Short exercise: Please pull out every line in the entries below that contains the string "hotel", and copy each one in full.
━━━
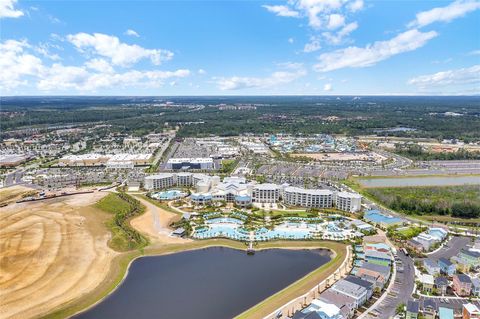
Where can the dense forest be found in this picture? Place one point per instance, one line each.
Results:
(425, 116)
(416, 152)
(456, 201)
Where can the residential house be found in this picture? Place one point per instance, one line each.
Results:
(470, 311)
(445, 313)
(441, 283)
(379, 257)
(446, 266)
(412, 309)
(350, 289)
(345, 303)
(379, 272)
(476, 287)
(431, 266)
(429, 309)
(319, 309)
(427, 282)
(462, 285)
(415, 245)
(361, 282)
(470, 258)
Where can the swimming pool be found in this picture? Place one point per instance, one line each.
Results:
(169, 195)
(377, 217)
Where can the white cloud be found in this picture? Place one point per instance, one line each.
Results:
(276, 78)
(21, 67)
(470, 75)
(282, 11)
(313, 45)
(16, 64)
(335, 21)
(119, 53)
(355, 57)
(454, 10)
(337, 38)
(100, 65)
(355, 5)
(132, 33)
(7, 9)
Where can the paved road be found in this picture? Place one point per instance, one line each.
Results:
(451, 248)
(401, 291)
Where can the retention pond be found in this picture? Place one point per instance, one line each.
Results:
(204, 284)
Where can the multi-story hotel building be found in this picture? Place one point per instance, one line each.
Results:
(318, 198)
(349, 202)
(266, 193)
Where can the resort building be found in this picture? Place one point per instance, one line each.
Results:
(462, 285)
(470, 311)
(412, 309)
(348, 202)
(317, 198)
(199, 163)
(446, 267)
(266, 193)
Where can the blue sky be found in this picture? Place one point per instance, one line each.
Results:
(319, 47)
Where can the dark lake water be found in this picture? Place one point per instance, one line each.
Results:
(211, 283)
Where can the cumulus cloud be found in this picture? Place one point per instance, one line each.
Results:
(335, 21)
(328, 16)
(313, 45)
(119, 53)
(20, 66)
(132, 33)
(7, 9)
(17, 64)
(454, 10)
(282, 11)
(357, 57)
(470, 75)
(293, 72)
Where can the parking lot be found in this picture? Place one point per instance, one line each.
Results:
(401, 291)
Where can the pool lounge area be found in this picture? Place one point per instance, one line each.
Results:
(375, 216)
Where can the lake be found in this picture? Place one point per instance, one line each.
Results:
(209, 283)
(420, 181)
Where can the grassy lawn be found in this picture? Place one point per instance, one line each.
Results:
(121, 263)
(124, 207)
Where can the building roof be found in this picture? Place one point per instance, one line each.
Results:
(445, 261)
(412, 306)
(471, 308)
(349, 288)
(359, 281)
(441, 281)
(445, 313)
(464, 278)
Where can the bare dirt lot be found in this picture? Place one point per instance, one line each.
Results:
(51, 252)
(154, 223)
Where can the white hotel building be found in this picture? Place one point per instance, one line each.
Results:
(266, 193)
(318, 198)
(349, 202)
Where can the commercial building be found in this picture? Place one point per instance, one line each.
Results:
━━━
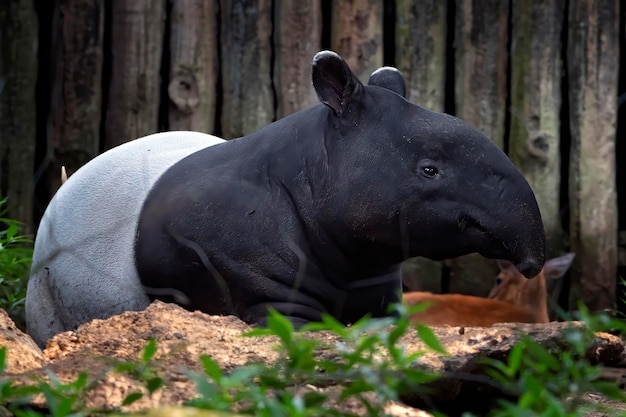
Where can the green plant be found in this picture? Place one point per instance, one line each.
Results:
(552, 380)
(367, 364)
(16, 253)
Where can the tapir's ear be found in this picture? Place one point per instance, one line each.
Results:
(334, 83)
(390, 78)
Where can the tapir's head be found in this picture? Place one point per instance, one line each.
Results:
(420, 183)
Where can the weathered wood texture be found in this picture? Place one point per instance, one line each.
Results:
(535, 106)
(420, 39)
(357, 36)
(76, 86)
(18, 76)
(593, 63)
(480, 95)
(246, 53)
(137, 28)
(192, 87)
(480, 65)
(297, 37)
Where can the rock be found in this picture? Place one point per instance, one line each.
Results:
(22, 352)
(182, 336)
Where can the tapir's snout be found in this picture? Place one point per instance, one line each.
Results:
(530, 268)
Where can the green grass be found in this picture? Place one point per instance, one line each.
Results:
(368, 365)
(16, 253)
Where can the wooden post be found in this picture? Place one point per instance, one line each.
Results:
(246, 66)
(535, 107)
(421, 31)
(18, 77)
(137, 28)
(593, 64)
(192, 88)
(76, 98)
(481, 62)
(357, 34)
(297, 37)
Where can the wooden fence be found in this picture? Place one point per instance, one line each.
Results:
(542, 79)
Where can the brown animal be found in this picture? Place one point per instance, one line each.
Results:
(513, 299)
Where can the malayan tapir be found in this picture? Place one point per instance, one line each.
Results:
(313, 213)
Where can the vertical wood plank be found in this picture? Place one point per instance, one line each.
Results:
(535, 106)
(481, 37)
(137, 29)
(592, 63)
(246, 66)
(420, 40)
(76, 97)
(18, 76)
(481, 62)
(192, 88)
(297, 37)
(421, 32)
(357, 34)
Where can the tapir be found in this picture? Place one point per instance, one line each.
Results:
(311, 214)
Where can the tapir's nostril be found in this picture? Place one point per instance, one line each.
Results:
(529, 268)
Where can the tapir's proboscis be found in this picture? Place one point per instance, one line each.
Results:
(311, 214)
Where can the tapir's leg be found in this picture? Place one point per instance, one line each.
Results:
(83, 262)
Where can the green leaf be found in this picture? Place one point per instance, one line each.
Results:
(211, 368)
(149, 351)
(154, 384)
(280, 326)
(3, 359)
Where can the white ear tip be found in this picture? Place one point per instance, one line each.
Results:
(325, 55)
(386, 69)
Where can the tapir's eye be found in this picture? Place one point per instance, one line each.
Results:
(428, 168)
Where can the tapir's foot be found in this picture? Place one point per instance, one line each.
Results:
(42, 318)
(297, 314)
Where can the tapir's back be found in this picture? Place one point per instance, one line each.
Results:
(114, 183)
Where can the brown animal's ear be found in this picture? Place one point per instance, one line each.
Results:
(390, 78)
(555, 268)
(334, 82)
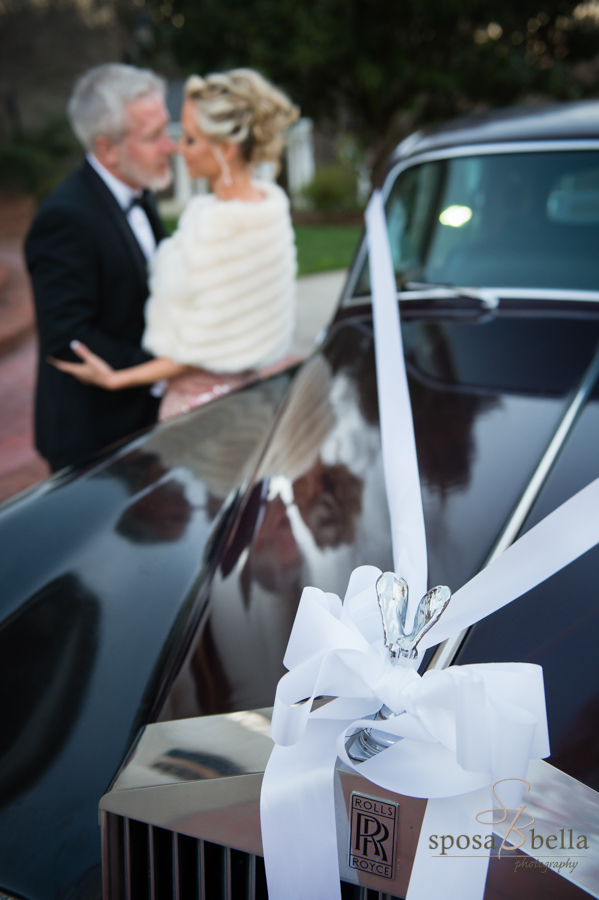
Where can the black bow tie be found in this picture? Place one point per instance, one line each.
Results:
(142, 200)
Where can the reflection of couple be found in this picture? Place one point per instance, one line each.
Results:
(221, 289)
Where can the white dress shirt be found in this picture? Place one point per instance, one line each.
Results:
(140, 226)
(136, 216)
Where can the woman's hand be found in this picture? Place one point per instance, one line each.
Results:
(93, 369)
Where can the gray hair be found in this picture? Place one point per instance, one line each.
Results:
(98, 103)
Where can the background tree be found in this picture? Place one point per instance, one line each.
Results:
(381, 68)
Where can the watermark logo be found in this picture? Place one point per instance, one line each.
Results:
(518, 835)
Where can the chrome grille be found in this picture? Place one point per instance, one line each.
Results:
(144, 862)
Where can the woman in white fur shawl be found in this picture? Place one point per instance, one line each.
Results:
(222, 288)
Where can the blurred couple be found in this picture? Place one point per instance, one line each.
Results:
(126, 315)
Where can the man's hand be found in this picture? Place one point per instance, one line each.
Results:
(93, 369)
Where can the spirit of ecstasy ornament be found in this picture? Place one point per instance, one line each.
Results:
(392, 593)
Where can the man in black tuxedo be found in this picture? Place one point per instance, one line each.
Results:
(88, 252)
━━━
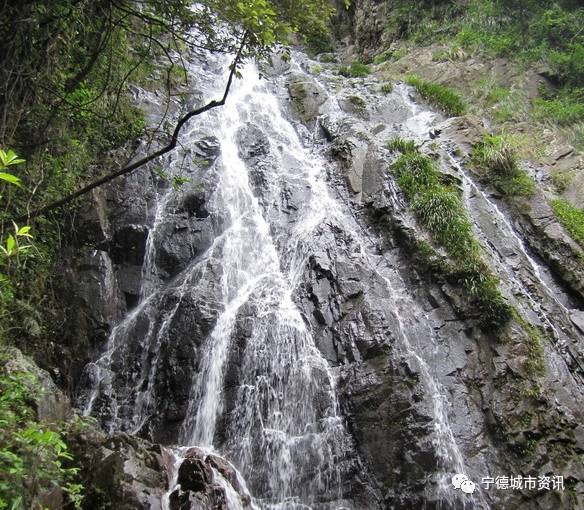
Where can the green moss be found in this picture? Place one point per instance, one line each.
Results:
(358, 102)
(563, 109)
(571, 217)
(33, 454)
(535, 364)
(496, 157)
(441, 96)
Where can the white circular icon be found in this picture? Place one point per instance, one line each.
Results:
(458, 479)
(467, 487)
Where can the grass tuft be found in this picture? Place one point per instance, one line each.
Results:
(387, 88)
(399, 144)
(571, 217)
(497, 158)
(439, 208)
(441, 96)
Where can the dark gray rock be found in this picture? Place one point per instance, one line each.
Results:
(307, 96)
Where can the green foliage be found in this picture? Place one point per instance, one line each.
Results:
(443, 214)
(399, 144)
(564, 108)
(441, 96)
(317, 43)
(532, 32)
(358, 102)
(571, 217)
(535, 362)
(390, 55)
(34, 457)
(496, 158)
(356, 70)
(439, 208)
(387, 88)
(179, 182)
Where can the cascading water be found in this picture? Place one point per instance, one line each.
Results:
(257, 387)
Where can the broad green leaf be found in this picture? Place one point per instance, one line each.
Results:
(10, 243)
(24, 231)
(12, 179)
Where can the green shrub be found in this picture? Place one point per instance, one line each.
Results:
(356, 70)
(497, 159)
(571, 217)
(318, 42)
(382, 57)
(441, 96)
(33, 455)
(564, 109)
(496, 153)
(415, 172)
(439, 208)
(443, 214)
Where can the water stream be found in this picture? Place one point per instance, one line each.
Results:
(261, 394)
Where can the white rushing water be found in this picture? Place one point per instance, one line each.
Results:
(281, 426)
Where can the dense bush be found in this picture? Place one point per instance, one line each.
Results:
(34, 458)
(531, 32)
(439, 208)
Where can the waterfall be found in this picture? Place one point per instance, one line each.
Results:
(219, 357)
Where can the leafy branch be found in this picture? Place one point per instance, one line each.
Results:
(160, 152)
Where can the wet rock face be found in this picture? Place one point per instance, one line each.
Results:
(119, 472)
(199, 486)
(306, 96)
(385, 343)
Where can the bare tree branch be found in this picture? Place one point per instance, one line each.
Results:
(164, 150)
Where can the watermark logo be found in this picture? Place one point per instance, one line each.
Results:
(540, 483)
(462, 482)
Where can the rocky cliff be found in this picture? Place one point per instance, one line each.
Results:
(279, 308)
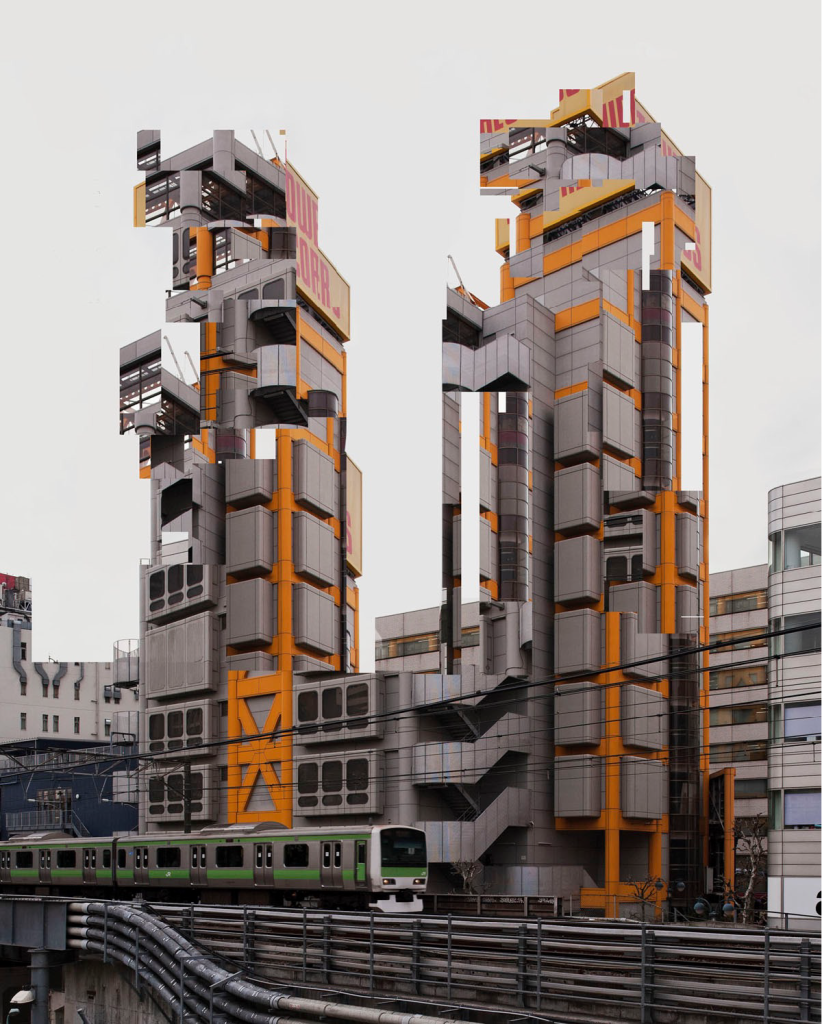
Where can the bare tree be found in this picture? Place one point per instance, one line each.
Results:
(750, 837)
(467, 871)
━━━
Exercise result:
Where can the multi-story hotel building be found in this picture? Place one point per instance, one line each.
Where can the white hotel building be found in this picture? Place one point per instance, one line each.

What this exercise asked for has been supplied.